Hockey – it’s a Canadian as donuts which is why producer David Gross couldn’t help but feel frustration that the quintessential movie about the sport, Slapshot, was made by someone other than a Canadian. And damn it, David Gross was going to do something about it.
Together with producer Jesse Shapira, Gross found screenwriter Evan Goldberg (Pineapple Express, Superbad, The Simpsons) and asked him if he’d like to write a Canadian hockey movie. Turns out that being an expat Canadian, Goldberg had been chomping at the bit to do something about the old country. He liked the idea. He was excited about the idea. He wanted to write the screenplay. There was just one problem – he knew nothing about hockey (a fact that could lose him his citizenship, but we won’t go there right now). So he turned to actor/writer Jay Baruchel.
Now Baruchel is a different story. He’d been weaned on hockey and his time spent in the California sun hadn’t leached that out of his sub-zero Montreal-winter blood. “All of my knowledge or interest in hockey comes from my father,” he said. “I was raised in a household where the Montreal Canadians were effectively our religion: Jewish on Dad’s side, Catholic on Mum’s, all Habs fans. And Dad’s favorite players were always the tough ones, the enforcers – or the goons for lack of a better term: Chris “Knuckles” Nilan, John “Rambo” Kordic, Larry “Big Bird” Robinson, friggin’ Lyle Odelein.”

▸ Data shown
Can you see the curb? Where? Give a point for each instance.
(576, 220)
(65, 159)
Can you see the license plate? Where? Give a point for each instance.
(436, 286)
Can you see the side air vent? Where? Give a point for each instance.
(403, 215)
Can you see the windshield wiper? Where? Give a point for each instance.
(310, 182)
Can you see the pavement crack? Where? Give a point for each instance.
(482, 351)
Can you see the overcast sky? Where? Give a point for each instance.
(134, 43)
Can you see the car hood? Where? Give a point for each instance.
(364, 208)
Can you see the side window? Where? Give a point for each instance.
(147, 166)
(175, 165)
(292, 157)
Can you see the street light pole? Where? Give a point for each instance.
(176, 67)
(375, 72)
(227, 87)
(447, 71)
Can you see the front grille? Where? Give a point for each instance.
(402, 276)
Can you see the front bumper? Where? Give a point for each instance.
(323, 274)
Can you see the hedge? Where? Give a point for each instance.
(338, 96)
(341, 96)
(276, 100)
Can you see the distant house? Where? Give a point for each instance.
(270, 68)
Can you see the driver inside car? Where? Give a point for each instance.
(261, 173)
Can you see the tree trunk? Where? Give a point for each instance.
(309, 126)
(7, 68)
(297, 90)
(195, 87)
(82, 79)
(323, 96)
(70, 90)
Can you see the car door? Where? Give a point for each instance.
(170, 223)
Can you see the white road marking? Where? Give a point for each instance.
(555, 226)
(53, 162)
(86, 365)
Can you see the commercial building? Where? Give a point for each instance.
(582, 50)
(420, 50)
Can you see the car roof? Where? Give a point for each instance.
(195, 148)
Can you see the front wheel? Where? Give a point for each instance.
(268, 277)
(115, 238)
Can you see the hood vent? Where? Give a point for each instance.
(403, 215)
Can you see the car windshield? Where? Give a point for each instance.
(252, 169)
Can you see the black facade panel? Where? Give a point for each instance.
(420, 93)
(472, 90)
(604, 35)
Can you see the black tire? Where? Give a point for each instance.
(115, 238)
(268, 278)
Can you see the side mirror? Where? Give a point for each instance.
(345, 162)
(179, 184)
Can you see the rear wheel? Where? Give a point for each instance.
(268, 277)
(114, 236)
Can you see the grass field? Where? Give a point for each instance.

▸ Written problem 1
Extract every line of the entries that contains the word "black", matching case exactly.
▸ Written problem 2
Carry on the hockey movie article from the point where it ends.
The entries have no connection to the hockey movie article.

▸ Task answer 1
Can you see the black facade panel? Where? Give a point for each instance.
Can you see the black tire? Where? Give a point for each instance.

▸ Task answer 2
Baruchel met with Goldberg, Gross and Shapira and everything fell into place. “It was almost five years ago when we finished the first draft,” he said. Writing the script was a bi-coastal process – Goldberg in LA, Baruchel in Montreal. They tweaked it back and forth via email. “Then we brought some other really talented writers into the writers’ room: Kyle Hunter, Ariel Shaffir and my writing partner, Jesse Chabot.” This was teamwork, through and through.
GOON is inspired by the book, Goon: The True Story of an Unlikely Journey and starring Seann William Scottand Liev Schreiber.
Into a Minor Hockey League, about Doug Smith, a late bloomer, who didn’t start playing hockey until age 19 and came equipped with the unlikely skill of an amateur boxer. No one in the Goon camp remembers who found the book first. Best guess is it was Jesse Shapira.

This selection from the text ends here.